___ Materiale fornito ___

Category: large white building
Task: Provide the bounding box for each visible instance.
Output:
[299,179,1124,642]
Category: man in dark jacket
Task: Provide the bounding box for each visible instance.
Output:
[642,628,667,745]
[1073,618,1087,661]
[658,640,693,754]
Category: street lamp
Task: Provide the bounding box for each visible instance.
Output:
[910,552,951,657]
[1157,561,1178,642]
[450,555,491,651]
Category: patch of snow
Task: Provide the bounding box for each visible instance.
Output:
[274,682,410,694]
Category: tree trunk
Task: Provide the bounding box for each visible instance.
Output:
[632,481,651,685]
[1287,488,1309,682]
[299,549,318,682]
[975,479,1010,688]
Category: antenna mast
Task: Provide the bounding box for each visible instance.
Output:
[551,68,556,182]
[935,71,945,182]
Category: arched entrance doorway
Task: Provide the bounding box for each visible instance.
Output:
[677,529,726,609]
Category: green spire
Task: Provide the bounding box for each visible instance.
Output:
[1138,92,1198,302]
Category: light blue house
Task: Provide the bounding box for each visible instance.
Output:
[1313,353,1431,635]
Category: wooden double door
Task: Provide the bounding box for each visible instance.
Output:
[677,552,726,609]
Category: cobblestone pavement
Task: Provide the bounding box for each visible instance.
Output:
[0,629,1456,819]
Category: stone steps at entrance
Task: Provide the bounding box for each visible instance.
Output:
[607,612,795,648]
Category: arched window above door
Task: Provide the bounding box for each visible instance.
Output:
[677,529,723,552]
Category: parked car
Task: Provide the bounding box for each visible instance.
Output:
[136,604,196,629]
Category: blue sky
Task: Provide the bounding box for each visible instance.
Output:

___

Cosa fare: Per favore, ripeti parola per parola tutto il materiale qui sopra, dalla prima all'ultima riga, senza alcuna modifica.

Risposta attesa:
Category: large white building
Task: Provide the bounding box for each visible instance.
Output:
[299,179,1124,642]
Category: man in dark jacket
Task: Provide the bounding box for each visible instance.
Output:
[642,628,667,745]
[1073,618,1087,661]
[658,640,693,754]
Category: street lamp
Task: Provide the bounding box for each visible instance.
Output:
[910,552,951,657]
[1157,561,1178,642]
[450,555,491,651]
Category: patch of snow
Task: Provide the bounding box for each visible instance.
Output:
[274,682,410,694]
Category: tree trunk
Task: Provide the bounding box for each visible instance.
Output:
[632,481,651,685]
[1287,488,1309,682]
[299,549,318,682]
[975,479,1010,688]
Category: antenna mast
Task: Provide the bounding box for each visible instance.
Output:
[551,68,556,182]
[935,71,945,182]
Category: arched entrance doorway
Task: Provide the bounding box for each visible instance.
Output:
[677,529,726,609]
Category: green spire
Task: Provide the bounding box for each visible instance.
Output:
[1138,92,1198,302]
Category: light blue house
Task: Provide the bounding box for each visible instance.
Output:
[1313,353,1431,635]
Category: wooden double door
Task: Provide the bounding box for each visible instance.
Output:
[677,552,726,609]
Category: cobblestone pavement
Task: Provide the bounding box for each visible instance.
Output:
[0,629,1456,819]
Category: stone steps at entrance
Task: Provide the bounding box for each visible instance.
Output:
[607,612,795,648]
Category: arched window above door
Task: Provide the bounding box for each visible instance.
Output:
[677,529,723,552]
Category: parked car
Task: Provide the bounding box for each visible instance.
Output:
[136,604,196,629]
Category: blue sky
Task: Provide the bounding box for each visible instance.
Output:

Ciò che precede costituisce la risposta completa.